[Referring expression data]

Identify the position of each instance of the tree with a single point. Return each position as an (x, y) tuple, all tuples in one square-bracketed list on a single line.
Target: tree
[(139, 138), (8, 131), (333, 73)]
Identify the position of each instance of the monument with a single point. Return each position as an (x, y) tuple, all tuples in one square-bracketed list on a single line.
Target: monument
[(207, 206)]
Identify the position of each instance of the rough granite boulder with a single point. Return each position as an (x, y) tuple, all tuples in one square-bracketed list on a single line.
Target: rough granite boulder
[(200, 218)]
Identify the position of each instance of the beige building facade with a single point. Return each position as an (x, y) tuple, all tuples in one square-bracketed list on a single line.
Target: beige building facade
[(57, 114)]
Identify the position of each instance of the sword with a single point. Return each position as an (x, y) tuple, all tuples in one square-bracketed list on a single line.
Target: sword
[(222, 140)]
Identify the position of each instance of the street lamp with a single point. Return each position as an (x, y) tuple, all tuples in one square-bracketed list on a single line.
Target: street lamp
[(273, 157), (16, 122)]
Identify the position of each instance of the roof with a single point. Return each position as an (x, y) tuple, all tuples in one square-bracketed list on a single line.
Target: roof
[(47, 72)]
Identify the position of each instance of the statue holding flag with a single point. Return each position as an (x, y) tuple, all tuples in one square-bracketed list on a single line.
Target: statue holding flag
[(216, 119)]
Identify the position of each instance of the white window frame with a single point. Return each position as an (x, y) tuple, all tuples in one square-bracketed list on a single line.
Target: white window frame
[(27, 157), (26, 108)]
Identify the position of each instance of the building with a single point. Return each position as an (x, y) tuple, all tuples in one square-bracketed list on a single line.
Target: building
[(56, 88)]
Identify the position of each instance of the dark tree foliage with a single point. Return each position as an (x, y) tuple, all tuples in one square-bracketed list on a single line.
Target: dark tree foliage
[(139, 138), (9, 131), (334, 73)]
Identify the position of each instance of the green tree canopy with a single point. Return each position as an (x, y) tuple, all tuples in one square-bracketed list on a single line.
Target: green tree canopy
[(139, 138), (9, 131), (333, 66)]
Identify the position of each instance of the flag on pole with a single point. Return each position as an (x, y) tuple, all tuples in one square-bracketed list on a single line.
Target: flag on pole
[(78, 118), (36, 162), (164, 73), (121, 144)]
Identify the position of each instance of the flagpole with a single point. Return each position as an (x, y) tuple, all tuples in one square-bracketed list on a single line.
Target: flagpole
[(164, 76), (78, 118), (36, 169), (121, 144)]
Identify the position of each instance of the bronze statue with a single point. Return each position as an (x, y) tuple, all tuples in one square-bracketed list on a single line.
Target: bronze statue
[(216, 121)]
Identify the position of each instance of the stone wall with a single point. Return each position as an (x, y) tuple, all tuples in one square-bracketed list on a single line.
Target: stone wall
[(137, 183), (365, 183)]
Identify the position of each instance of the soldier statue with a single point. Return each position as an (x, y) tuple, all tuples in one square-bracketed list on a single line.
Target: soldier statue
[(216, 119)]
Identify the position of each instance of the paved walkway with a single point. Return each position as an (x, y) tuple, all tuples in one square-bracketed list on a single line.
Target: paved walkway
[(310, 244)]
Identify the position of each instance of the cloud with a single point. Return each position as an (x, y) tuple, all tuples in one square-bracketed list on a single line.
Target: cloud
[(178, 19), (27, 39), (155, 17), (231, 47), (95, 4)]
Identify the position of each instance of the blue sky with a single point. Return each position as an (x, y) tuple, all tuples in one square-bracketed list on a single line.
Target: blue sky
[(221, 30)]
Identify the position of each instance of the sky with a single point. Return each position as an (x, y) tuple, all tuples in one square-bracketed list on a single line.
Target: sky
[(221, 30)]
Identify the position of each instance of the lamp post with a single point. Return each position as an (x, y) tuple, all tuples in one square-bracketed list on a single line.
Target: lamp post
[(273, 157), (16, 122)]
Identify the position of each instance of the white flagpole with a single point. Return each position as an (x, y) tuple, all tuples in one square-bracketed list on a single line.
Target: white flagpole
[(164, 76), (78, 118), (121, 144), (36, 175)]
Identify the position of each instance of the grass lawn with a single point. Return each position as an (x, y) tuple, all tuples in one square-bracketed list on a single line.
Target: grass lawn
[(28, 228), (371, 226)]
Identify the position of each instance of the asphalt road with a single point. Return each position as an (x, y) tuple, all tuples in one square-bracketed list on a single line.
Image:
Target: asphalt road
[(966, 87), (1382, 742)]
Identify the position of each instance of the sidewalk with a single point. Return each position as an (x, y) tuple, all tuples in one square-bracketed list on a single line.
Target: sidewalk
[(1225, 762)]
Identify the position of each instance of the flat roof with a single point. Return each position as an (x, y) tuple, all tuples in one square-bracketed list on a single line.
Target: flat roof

→ Exercise objective
Repeat all the entries word for word.

→ Task solution
Identify the position of each instance of the tree with a single point. Return each position as an (x, y) tuple, all tuples in one square-bracketed list on a single line.
Target: tree
[(139, 138), (8, 131), (333, 73)]
Identify the position of each instance of the monument with a single point. Return each position as an (x, y) tuple, all tuples in one square-bracketed list on a single line.
Target: monument
[(207, 206)]
Identify the position of each instance of the rough granite boulder with a single point. Return each position as an (x, y) tuple, all tuples in one square-bracketed list on a single line.
Target: rough granite boulder
[(200, 218)]
Identify the position of each instance of the beige building facade with a single point. Return each position as an (x, y) tuple, all tuples in one square-bracketed list on a single line.
Target: beige building facade
[(57, 114)]
Identify the position of each instance of the sword with a single point. Return each position as an (x, y) tuple, all tuples in one square-bracketed list on a single line.
Target: sword
[(222, 140)]
Identify the position of each instance of the street lamp with a single point. Return each position as an (x, y) tuple, all tuples in one square-bracketed list on a single line.
Target: street lamp
[(273, 157), (16, 122)]
Identify the position of each instance of the roof with a single point. Return each position as an (x, y) tuple, all tuples in one square-bracketed list on a single line.
Target: roof
[(47, 72)]
Identify the position of each instance of the statue holding flag with a single point. Return each position as an (x, y) tuple, all tuples in one square-bracketed list on a single line.
Target: statue holding flag
[(216, 119)]
Identify the position of each instance of the white window frame with a single point. Return each position as an (x, y) tuple, all tuples in one square-bracketed list on a single line.
Target: white window frame
[(27, 157), (26, 108)]
Identify the position of each instance of the building with a single point. Return each position as an (x, y) tuple, all tuples in one square-bracketed list on a single line.
Target: building
[(56, 88)]
Identify the position of each instance of the dark tree foliage with a single point. Return each position as an (x, y) tuple, all tuples in one square-bracketed list on a single line.
Target: dark tree foliage
[(139, 138), (9, 131), (334, 73)]
Identify the position of each instance of the green tree canopy with a single point. Return each position as an (x, y) tuple, all tuples in one square-bracketed list on a single line.
Target: green tree canopy
[(139, 138), (9, 131), (333, 66)]
Identify the position of each instance of the flag on pole with a single point. Return each position as an (x, y) tuple, all tuples in one square-bracketed list on a single line.
Target: flag on pole
[(78, 118), (36, 162), (164, 73), (121, 144)]
Identify the position of each instance of the flagpole with a single point. Return each position as an (x, y) tuple, all tuples in one square-bracketed list on a single line.
Target: flagpole
[(164, 76), (78, 118), (36, 169), (121, 144)]
Identify the position of each instance of the bronze statue with a single point. Return each position as an (x, y) tuple, all tuples in one square-bracketed list on a single line.
Target: bronze statue
[(216, 121)]
Identify the position of each instance of the stone wall with a single point. Return each position as an (x, y) tuple, all tuples in one square-bracketed list on a single line.
Target: stone wall
[(137, 183), (365, 183)]
Identify the position of each instance of the soldier statue with a single point. Return each position as an (x, y) tuple, all tuples in one square-bracketed list on a single line.
Target: soldier statue
[(216, 119)]
Identify the position of each instance of the paved walkway with a single point. Return each position as an (x, y) tuple, all tuples in one square-bracketed list on a single line.
Target: paved walkway
[(310, 244)]
Identify the position of each instance of the cloud with a single point. Return each position as an (x, y) tuple, all tuples in one square-bracketed list on a single line.
Target: cloud
[(178, 19), (27, 39), (155, 17), (231, 47), (95, 4)]
Identify the position of each instance of the blue sky with a single point. Return each position as an (x, y) tuple, all tuples in one square-bracketed list on a single line.
Target: blue sky
[(221, 30)]
Identify the position of each instance of the sky with a single point. Return each position as an (x, y) tuple, all tuples in one square-bracketed list on a single line.
Target: sky
[(221, 30)]
Identify the position of each instance of the lamp post with a single point. Return each position as an (x, y) tuple, all tuples in one square-bracketed list on a single line.
Target: lamp post
[(273, 157), (16, 122)]
Identify the position of each instance of the white flagpole with a single point. Return each position as an (x, y) tuple, all tuples in one square-bracketed list on a single line.
Target: white flagpole
[(164, 76), (78, 118), (121, 144), (36, 175)]
Identify the position of each instance of the grass lawn with a single point. Return each position as an (x, y) tuple, all tuples in one square-bracketed list on a single line.
Target: grass lawn
[(28, 228), (371, 226)]
Identify the position of each instance of the asphalt road with a single point. Return each position as an (x, y) tuple, all tuples in one square-bracketed list on a single line.
Image:
Target: asphalt road
[(966, 87), (1382, 742)]
Identify the position of each instance of the sidewalk with a single point. Return each position as an (x, y) tuple, all tuples in one square-bracketed list on a single line.
Target: sidewalk
[(1225, 762)]
Identify the position of each instance of the flat roof with a single point. Return each position as an (x, y) tuple, all tuples in one square-bracketed list on a single line.
Target: flat roof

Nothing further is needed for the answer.